======== RECORDS FOR THE TASK
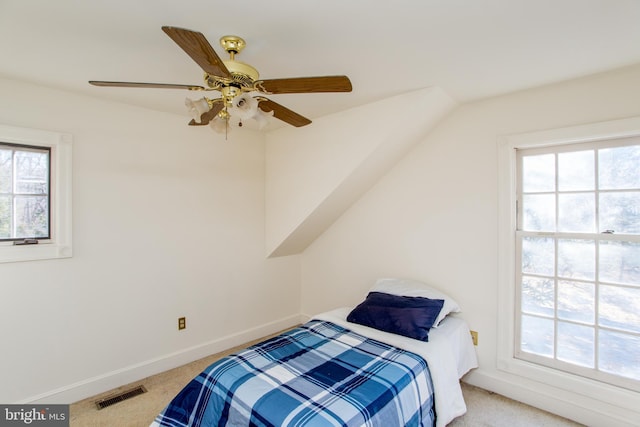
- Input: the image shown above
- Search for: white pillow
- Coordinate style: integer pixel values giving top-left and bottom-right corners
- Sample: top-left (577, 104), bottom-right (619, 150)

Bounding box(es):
================
-- WHAT YOU ARE ASKED TO DO --
Go through the records above and copy every line with the word "right".

-- RESULT --
- Coordinate style: integer pixel values giving top-left and bottom-right corners
- Sample: top-left (577, 104), bottom-right (619, 150)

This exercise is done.